Cass. pen. Sez. II, Sent., (ud. 30-01-2013) 06-05-2013, n. 19272

Sentenza scelta dal dott. Domenico Cirasole direttore del sito giuridico http://www.gadit.it/




Svolgimento del processo

1. Con il provvedimento indicato in epigrafe, il Tribunale del riesame di Bari, confermava l’ordinanza applicativa della misura degli arresti domiciliari del GIP del Tribunale di Lucera, in data 12.7.2012, a carico di P.E., in relazione al reato previsto e punito dagli artt. 110 e 644 c.p. perchè, in concorso con P.S. e D.B.M., previo concerto tra loro, fuori dai casi di concorso dal reato di cui all’art. 643 cod. pen., commettendo il fatto in danno di persona che si trovava in stato di bisogno, si facevano promettere da G.M., in corrispettivo della prestazione in danaro pari ad Euro 4.000,00, interessi usurai, al tasso del 6.6% mensile, pari al 20% trimestrale ed al 80% annuo. A restituzione del prestito, infatti, la complessiva somma di Euro 20.000,00 a titolo di interessi (2.000,00 Euro mensili). Si faceva altresì promettere la dazione di 3.000,00 mensili per quattro mesi (per un totale di 12.000,00 Euro), quale prestazione che avrebbe definito i rapporti finanziari tra le parti.

In (OMISSIS) e tutt’ora in corso.

1.1 Avverso tale ordinanza propone ricorso il difensore di fiducia dell’indagata, chiedendo l’annullamento dell’ordinanza e deducendo la violazione o erronea applicazione dell’art. 644 cod. pen perchè è emerso con assoluta chiarezza dalla denuncia della vittima che non fu pattuito alcun accordo usurario, accordo necessario a configurare la fattispecie di cui all’art. 644 cod. pen. ma del quale neanche le conversazioni intercettate in ambientale riescono a fornire la prova;

deduce inoltre il ricorrente l’inattedibilità delle dichiarazioni rese dalla vittima che ha affermato di aver regalato un televisore all’indagato mentre risulta dalla conversazione del 17.12.2011 h.

12,21 che quel televisore fu pagato da P.S.. Nella motivazione del provvedimento impugnato, tuttavia, non si è tenuto conto della censura che non è stata proprio esaminata.
════════
Obiettivo —
Secondo l'estratto, quale tribunale confermò l'ordinanza che applicava la misura degli arresti domiciliari a carico di P.E.? Per rispondere usa soltanto l'estratto.

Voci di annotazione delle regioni
════════
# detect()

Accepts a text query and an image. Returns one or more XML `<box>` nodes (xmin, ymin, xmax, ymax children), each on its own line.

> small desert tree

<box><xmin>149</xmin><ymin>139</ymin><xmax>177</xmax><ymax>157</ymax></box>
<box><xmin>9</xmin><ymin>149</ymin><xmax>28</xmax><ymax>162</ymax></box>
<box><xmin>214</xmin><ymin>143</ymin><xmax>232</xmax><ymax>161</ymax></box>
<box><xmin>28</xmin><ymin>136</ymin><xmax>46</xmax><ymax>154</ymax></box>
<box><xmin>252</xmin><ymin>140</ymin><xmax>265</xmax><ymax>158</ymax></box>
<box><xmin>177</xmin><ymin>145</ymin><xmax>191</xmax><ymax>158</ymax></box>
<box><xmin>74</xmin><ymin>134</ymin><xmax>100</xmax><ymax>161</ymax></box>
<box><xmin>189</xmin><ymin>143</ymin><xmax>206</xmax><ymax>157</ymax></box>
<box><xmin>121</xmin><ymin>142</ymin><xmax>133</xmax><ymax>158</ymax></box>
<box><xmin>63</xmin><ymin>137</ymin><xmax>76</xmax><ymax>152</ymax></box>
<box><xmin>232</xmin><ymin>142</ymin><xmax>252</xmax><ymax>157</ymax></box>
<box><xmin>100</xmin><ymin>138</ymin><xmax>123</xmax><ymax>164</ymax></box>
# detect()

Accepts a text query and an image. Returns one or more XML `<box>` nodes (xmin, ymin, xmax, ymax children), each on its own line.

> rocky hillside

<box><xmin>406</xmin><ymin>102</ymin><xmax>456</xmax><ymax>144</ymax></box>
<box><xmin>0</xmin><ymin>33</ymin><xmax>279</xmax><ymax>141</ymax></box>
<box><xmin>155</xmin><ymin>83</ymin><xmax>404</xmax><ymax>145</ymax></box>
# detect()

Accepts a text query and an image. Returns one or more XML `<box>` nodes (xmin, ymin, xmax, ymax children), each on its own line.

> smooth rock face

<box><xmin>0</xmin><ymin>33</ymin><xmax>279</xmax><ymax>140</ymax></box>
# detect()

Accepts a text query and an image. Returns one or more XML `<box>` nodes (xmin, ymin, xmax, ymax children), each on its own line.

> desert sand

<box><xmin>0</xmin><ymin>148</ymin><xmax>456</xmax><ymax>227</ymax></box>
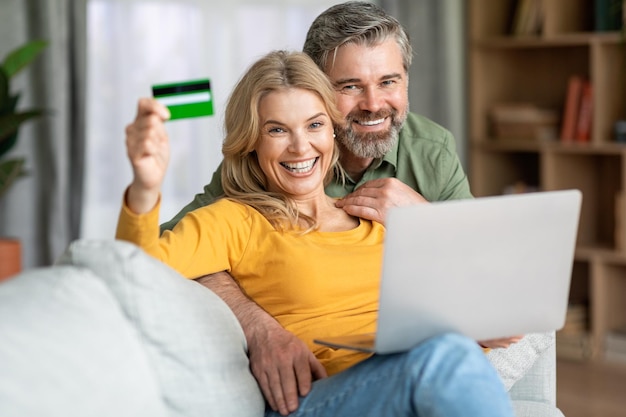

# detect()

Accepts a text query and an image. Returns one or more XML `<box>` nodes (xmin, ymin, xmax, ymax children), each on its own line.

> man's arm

<box><xmin>161</xmin><ymin>162</ymin><xmax>224</xmax><ymax>234</ymax></box>
<box><xmin>196</xmin><ymin>272</ymin><xmax>326</xmax><ymax>415</ymax></box>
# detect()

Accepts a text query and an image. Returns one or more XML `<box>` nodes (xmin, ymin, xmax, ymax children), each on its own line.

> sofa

<box><xmin>0</xmin><ymin>240</ymin><xmax>562</xmax><ymax>417</ymax></box>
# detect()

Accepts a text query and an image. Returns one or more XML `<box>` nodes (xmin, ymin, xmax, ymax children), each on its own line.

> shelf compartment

<box><xmin>470</xmin><ymin>150</ymin><xmax>540</xmax><ymax>197</ymax></box>
<box><xmin>591</xmin><ymin>262</ymin><xmax>626</xmax><ymax>355</ymax></box>
<box><xmin>541</xmin><ymin>151</ymin><xmax>624</xmax><ymax>249</ymax></box>
<box><xmin>470</xmin><ymin>46</ymin><xmax>590</xmax><ymax>140</ymax></box>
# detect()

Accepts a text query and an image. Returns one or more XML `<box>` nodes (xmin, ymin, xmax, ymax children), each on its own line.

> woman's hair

<box><xmin>302</xmin><ymin>1</ymin><xmax>413</xmax><ymax>73</ymax></box>
<box><xmin>222</xmin><ymin>51</ymin><xmax>343</xmax><ymax>231</ymax></box>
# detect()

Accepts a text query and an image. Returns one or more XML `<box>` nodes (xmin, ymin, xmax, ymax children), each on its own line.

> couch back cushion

<box><xmin>59</xmin><ymin>240</ymin><xmax>264</xmax><ymax>417</ymax></box>
<box><xmin>0</xmin><ymin>266</ymin><xmax>168</xmax><ymax>417</ymax></box>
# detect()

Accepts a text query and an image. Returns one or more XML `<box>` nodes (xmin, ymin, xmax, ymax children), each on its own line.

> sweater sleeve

<box><xmin>161</xmin><ymin>163</ymin><xmax>224</xmax><ymax>233</ymax></box>
<box><xmin>116</xmin><ymin>193</ymin><xmax>247</xmax><ymax>279</ymax></box>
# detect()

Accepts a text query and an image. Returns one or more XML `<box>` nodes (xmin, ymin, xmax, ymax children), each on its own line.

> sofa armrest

<box><xmin>509</xmin><ymin>336</ymin><xmax>556</xmax><ymax>406</ymax></box>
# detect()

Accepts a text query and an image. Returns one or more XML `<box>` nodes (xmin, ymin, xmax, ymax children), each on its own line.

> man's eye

<box><xmin>341</xmin><ymin>85</ymin><xmax>363</xmax><ymax>96</ymax></box>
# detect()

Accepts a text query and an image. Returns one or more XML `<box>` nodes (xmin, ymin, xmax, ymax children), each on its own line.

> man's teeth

<box><xmin>280</xmin><ymin>158</ymin><xmax>317</xmax><ymax>173</ymax></box>
<box><xmin>359</xmin><ymin>118</ymin><xmax>385</xmax><ymax>126</ymax></box>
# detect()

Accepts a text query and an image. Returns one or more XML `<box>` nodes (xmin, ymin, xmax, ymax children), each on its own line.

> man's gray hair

<box><xmin>302</xmin><ymin>1</ymin><xmax>413</xmax><ymax>72</ymax></box>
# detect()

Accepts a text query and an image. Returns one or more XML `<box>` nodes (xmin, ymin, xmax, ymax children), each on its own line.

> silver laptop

<box><xmin>315</xmin><ymin>190</ymin><xmax>582</xmax><ymax>353</ymax></box>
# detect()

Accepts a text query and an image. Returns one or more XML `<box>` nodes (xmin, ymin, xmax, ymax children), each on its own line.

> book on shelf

<box><xmin>556</xmin><ymin>331</ymin><xmax>592</xmax><ymax>360</ymax></box>
<box><xmin>574</xmin><ymin>80</ymin><xmax>593</xmax><ymax>142</ymax></box>
<box><xmin>593</xmin><ymin>0</ymin><xmax>624</xmax><ymax>32</ymax></box>
<box><xmin>561</xmin><ymin>75</ymin><xmax>585</xmax><ymax>142</ymax></box>
<box><xmin>556</xmin><ymin>304</ymin><xmax>592</xmax><ymax>360</ymax></box>
<box><xmin>604</xmin><ymin>326</ymin><xmax>626</xmax><ymax>363</ymax></box>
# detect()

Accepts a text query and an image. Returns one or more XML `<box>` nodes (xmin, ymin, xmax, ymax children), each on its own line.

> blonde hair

<box><xmin>222</xmin><ymin>51</ymin><xmax>343</xmax><ymax>232</ymax></box>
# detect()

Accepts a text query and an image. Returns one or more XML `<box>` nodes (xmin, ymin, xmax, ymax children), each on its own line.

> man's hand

<box><xmin>478</xmin><ymin>336</ymin><xmax>524</xmax><ymax>349</ymax></box>
<box><xmin>336</xmin><ymin>178</ymin><xmax>427</xmax><ymax>224</ymax></box>
<box><xmin>197</xmin><ymin>272</ymin><xmax>326</xmax><ymax>415</ymax></box>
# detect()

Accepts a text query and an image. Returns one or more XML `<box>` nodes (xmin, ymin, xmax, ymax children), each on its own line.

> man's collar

<box><xmin>378</xmin><ymin>135</ymin><xmax>400</xmax><ymax>168</ymax></box>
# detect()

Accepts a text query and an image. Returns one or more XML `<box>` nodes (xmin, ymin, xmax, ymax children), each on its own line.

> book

<box><xmin>593</xmin><ymin>0</ymin><xmax>623</xmax><ymax>32</ymax></box>
<box><xmin>561</xmin><ymin>75</ymin><xmax>584</xmax><ymax>142</ymax></box>
<box><xmin>574</xmin><ymin>80</ymin><xmax>593</xmax><ymax>142</ymax></box>
<box><xmin>556</xmin><ymin>332</ymin><xmax>592</xmax><ymax>360</ymax></box>
<box><xmin>604</xmin><ymin>328</ymin><xmax>626</xmax><ymax>355</ymax></box>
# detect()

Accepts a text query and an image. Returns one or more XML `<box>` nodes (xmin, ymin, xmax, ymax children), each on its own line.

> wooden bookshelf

<box><xmin>467</xmin><ymin>0</ymin><xmax>626</xmax><ymax>360</ymax></box>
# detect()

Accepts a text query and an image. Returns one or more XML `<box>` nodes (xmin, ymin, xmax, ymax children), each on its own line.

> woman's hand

<box><xmin>478</xmin><ymin>336</ymin><xmax>524</xmax><ymax>349</ymax></box>
<box><xmin>126</xmin><ymin>98</ymin><xmax>170</xmax><ymax>214</ymax></box>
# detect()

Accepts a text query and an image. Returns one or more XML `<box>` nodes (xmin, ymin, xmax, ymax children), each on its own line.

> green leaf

<box><xmin>2</xmin><ymin>40</ymin><xmax>48</xmax><ymax>78</ymax></box>
<box><xmin>0</xmin><ymin>67</ymin><xmax>11</xmax><ymax>113</ymax></box>
<box><xmin>0</xmin><ymin>110</ymin><xmax>44</xmax><ymax>143</ymax></box>
<box><xmin>0</xmin><ymin>158</ymin><xmax>26</xmax><ymax>198</ymax></box>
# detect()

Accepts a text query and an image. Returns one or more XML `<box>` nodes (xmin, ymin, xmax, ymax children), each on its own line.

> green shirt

<box><xmin>161</xmin><ymin>113</ymin><xmax>472</xmax><ymax>231</ymax></box>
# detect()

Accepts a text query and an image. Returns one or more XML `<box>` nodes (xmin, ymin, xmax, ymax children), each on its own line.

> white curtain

<box><xmin>0</xmin><ymin>0</ymin><xmax>86</xmax><ymax>268</ymax></box>
<box><xmin>82</xmin><ymin>0</ymin><xmax>337</xmax><ymax>238</ymax></box>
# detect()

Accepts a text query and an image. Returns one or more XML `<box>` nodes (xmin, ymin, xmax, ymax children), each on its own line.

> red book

<box><xmin>575</xmin><ymin>81</ymin><xmax>593</xmax><ymax>142</ymax></box>
<box><xmin>561</xmin><ymin>75</ymin><xmax>584</xmax><ymax>142</ymax></box>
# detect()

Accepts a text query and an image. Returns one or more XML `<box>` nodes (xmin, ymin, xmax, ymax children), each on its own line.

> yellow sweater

<box><xmin>116</xmin><ymin>200</ymin><xmax>384</xmax><ymax>375</ymax></box>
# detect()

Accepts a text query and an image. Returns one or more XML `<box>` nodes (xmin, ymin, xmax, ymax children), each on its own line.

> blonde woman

<box><xmin>117</xmin><ymin>51</ymin><xmax>512</xmax><ymax>416</ymax></box>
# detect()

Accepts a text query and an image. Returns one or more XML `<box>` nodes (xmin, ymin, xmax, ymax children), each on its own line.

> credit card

<box><xmin>152</xmin><ymin>79</ymin><xmax>213</xmax><ymax>120</ymax></box>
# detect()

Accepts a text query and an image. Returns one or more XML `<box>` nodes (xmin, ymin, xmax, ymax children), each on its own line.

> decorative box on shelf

<box><xmin>489</xmin><ymin>103</ymin><xmax>560</xmax><ymax>141</ymax></box>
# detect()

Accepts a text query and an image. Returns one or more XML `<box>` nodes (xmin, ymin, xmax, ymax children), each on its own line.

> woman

<box><xmin>117</xmin><ymin>51</ymin><xmax>511</xmax><ymax>416</ymax></box>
════════
Risposta —
Il Tribunale del riesame di Bari.